◆ **GIVEN TASK**: Repeat these records line for line, with no changes.

Raw records:

»»

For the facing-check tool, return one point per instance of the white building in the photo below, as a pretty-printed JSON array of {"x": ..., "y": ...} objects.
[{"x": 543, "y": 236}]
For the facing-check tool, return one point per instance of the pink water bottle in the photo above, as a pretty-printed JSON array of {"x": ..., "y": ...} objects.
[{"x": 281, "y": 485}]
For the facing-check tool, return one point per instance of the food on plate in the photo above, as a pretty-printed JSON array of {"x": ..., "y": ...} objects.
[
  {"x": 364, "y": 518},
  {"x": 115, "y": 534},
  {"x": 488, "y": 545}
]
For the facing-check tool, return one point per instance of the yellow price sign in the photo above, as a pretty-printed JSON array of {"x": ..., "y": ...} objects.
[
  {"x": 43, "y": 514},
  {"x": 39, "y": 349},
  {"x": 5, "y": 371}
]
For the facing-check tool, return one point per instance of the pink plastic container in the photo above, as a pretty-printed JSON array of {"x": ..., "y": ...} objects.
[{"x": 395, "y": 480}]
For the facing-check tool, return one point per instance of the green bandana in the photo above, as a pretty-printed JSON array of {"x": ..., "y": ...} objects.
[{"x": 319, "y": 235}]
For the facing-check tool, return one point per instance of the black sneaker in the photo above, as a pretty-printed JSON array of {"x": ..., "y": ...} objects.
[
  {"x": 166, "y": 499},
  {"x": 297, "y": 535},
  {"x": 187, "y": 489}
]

««

◆ **RESULT FOR THIS EXERCISE**:
For the facing-check tool, return one point per instance of the white building in the photo below, as a pretty-printed JSON array of {"x": ..., "y": ...} objects.
[{"x": 543, "y": 236}]
For the facing-check tool, return one point per instance of the pink water bottle in the photo above, as a pretty-printed JSON array of {"x": ..., "y": ...} objects.
[{"x": 281, "y": 485}]
For the facing-check tool, return one point per instance of the food on plate in the photo above, as a pretty-printed JSON array of {"x": ..., "y": ...} objects.
[
  {"x": 364, "y": 518},
  {"x": 115, "y": 534},
  {"x": 488, "y": 545}
]
For the facing-check tool, return one point per instance of the yellow price sign in the photo above, as a pretty-printed JSON array of {"x": ..., "y": ...} objects.
[
  {"x": 43, "y": 514},
  {"x": 39, "y": 349},
  {"x": 5, "y": 371}
]
For the facing-check tool, return one point per instance of the pink plastic container in the photo above, as a pretty-printed JSON array of {"x": ..., "y": ...} objects.
[{"x": 395, "y": 480}]
For the facing-check tool, return one point per instance of the green bandana in the photo above, as a pretty-printed JSON array of {"x": ..., "y": ...} objects.
[{"x": 319, "y": 235}]
For the facing-check tool, return one point per instance of the black sneaker in the photo above, as a pretty-printed JSON array of {"x": ..., "y": ...} objects.
[
  {"x": 166, "y": 499},
  {"x": 297, "y": 535},
  {"x": 187, "y": 489}
]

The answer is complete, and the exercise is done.